● **Tasks and exercises**:
a – In the hockey rumor post, which team is said to be leading the race for Palffy?
b – Write a continuation of the hockey rumor post, picking up after its final sentence.

● **Text excerpt**:
Saturday, August 06, 2005


Weekend Rumors and a Berger Fix

I've been told today will be a little slow, but I don't fully buy it.

I think we will see Lindros and the Leafs (in the long prophesized, harmonic convergence of the hockey gods) finally united today.

I am hearing Selanne is all but signed in St. Louis.

And Palffy...where oh where will the the mini-me of Jagr go? I am still hearing many teams, with the Rangers leading the race. However, Atlanta is also a possibility, as is Calgary...I also heard Buffalo this morning...I will stay on that one..

Hamrlik to Carolina is still being discussed, but Boston is also in on this one...

I heard the first Washington Capitals rumors last night...they have been having a terrible time getting people to come there so far...possibly Bondra returning..he has really been the forgotten free agent. Bondra has a ton of talent left in him. San Jose is also interested.

And how about Mogilny joining Ovechkin in DC? That is a strong possibility according to a source.

I will be swamped this weekend with "other endeavors" that will keep me on the run......not sure how much wifi access I will be able to find, but I will jump in the chatroom when i can...I will be checking email and updating the blog from my sidekick as things break. So insiders, scattered email updates are likely. Keep checking the blog instead

Here is the latest from Howard Berger, and enjoy your weekend.


The Fan-590 Radio, Toronto

On the surface, and beneath it, Tie Domi sure sounds more relieved than happy to be staying with the Toronto Maple Leafs. And anyone who knows the veteran sparkplug can easily understand why.

(Dataset rows on where objects appear)
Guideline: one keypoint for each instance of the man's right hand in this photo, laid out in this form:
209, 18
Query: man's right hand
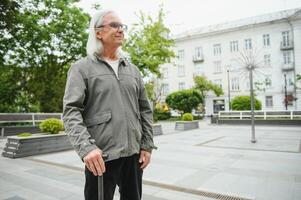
94, 162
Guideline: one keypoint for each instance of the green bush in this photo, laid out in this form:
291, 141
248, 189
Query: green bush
24, 135
52, 126
160, 114
244, 103
184, 100
187, 117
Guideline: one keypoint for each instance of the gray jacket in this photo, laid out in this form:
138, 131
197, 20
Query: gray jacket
106, 112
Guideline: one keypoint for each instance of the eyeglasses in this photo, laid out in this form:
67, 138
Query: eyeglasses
115, 25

● **Results in order**:
a – The Rangers

b –
In spite of his bellicose nature as a player, Domi is a proud and sensitive man. He’s also practical, which makes him a smart businessperson. Let’s look at the on-ice Domi…

When a hockey player spends his career fighting and defending his teammates, he gains an aura about him that translates into popularity among the fans of his club. Even more so, if the guy has a bit of a swagger to go with it, as Domi does. But, do not think for a moment that NHL enforcers enjoy what they do. Riding shot-gun for skilled teammates might be the dirtiest and most thankless job in all of professional sport. The longer one performs the role, the more it’s expected of him, and it’s impossible for an athlete of this ilk not to wear himself out.

Think about it: All players theoretically have to prepare themselves emotionally for a hockey game. Goalies, in particular, envision the shooters they’ll be facing on a given night, and they encounter the most individual pressure of anyone on the ice. But, a hockey enforcer – particularly a veteran like Domi – must constantly be ready to face the opposition’s hired hands, and in no way can this be a pleasurable anticipation. The young whippersnappers, new to the league, believe they can make a name for themselves by challenging the established enforcers, often in situations that have little strategic bearing on the game. And, there is no backing away from this challenge for a veteran pugilist… once the bed is made, you sleep in it for your entire career.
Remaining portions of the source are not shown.